* Objective a
Transcribe everything from "Explanation of the" down to "the base audio." in the audio overlay filter description.

* Document excerpt

• • •

Audio_Overlay_Filter_using_FFmpeg

This repository is an attempt to develop an efficient Audio Overlay Filter using the FFmpeg library and system function in C, which will enable users to mix samples in a stream with other samples at any point in the stream as specified by the user. The filter will provide users with several options, including Position, Loop_Time, Gain_of_Base, and Gain_of_Overlay. It will also include auxiliary features such as fade in, fade out, crossfade, time stretch, and best sync point.

User Options

I plan to introduce the following options for the users

 Position 
 Loop_Time
 Gain_of_Base
 Gain_of_Overlay 
 Silent

Auxiliary features

Fade in Fade out options for the Overlay
Crossfade
Time stretch
Best Sync Point

Explanation of the features :

Main features

Position : This will be a number in  milliseconds where the user wants to insert the overlay file.

Loop_Time :  Number of times the overlay will be used. If the net length of overlay  exceeds the base audio  length, the overlay will be trimmed to match the base audio length.

Gain_of_Base : Gain of the base audio.

Gain_of_Overlay: Gain of the overlay audio.

Silent : Make base audio silent while overlaying.

Auxiliary features that can be added :

Fade in Fade out:

FFmpeg's afade filter is capable of applying fade-in and fade-out effects to input audio streams. Additionally, it offers several options to modify the volume of the audio during the fade-in effect as shown below. We can incorporate this afade filter to give a fading in/out effect to our overlay filter.

• • •

* Dataset extract
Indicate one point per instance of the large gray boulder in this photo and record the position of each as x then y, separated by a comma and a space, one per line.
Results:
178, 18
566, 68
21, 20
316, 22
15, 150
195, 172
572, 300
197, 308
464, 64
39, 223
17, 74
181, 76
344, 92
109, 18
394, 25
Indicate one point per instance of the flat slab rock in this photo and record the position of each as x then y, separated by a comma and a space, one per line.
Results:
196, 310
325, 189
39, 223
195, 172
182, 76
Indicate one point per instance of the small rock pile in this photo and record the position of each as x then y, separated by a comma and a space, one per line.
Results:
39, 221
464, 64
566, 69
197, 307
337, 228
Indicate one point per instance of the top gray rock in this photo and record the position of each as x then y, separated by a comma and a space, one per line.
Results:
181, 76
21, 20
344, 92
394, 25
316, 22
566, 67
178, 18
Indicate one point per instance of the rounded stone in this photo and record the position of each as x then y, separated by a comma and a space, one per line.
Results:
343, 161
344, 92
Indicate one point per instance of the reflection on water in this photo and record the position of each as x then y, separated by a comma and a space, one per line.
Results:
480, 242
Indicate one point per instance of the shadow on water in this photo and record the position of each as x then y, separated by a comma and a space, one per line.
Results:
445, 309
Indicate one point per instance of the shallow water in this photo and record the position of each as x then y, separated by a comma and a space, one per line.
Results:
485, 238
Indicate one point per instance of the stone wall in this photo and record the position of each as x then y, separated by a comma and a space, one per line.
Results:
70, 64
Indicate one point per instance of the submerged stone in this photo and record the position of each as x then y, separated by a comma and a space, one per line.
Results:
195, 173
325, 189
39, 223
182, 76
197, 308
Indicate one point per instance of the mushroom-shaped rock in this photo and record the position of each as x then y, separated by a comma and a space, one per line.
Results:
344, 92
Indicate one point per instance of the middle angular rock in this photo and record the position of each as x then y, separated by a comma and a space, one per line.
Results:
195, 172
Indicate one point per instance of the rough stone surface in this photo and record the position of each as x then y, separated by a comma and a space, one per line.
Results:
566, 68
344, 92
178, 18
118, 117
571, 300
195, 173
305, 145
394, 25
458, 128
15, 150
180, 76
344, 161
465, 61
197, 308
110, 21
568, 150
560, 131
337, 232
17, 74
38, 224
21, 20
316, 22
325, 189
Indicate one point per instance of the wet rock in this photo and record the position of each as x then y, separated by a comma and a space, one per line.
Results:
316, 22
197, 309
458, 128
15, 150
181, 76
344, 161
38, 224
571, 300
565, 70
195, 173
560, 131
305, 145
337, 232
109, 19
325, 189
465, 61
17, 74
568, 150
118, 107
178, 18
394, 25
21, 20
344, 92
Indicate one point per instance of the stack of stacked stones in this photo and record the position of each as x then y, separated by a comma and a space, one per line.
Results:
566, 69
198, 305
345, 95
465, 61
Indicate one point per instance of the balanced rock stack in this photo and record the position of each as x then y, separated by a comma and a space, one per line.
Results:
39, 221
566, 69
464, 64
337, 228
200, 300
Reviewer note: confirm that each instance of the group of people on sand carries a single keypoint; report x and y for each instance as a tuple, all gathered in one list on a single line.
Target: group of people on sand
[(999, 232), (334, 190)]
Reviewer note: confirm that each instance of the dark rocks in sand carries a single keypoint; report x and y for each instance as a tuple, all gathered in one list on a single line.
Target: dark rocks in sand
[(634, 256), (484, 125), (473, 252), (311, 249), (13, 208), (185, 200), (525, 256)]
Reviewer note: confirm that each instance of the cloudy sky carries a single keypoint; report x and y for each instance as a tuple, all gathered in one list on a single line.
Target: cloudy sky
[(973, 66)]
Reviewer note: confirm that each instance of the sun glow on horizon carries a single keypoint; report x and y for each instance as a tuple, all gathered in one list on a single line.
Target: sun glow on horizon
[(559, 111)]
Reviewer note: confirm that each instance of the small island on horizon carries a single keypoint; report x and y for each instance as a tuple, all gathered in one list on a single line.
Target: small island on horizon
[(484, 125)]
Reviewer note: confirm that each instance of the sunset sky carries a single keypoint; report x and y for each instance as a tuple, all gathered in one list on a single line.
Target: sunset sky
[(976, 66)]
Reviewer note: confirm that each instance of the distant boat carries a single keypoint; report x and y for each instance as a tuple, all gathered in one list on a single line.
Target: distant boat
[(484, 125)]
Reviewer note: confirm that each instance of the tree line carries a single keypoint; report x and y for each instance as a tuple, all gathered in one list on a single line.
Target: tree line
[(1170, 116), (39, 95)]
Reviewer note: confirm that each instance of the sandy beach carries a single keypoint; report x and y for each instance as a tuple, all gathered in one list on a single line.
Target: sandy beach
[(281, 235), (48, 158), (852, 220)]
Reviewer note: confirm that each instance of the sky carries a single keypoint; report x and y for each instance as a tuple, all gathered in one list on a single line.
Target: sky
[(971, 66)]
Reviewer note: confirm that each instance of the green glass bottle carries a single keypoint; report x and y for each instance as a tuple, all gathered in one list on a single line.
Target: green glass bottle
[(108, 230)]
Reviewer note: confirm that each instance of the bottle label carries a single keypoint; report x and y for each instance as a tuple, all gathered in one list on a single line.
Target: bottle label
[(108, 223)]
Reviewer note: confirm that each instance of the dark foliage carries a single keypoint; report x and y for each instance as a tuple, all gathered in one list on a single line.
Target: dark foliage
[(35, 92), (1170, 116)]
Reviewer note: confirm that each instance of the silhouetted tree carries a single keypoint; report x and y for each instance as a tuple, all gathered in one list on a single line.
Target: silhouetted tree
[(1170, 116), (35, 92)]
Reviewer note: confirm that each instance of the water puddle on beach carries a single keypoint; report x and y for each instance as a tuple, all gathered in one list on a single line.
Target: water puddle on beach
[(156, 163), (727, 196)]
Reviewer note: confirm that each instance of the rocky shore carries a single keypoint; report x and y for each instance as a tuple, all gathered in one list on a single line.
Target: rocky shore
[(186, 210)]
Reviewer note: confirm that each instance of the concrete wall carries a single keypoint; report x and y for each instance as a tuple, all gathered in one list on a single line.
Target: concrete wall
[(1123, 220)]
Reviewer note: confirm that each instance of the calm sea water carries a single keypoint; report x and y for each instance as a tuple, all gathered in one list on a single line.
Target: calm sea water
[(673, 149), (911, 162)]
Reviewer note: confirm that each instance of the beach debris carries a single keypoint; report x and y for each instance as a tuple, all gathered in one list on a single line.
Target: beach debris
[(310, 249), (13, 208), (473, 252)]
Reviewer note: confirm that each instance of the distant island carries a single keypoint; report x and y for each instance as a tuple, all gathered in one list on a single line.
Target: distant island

• • •

* Objective b
Find every line in the records that contains the string "rocks" and copy each one out. Case counts.

* Exercise answer a
Explanation of the features :

Main features

Position : This will be a number in  milliseconds where the user wants to insert the overlay file.

Loop_Time :  Number of times the overlay will be used. If the net length of overlay  exceeds the base audio  length, the overlay will be trimmed to match the base audio length.

Gain_of_Base : Gain of the base audio.

* Exercise answer b
Reviewer note: confirm that each instance of the dark rocks in sand carries a single keypoint; report x and y for each instance as a tuple, all gathered in one list on a single line.
Target: dark rocks in sand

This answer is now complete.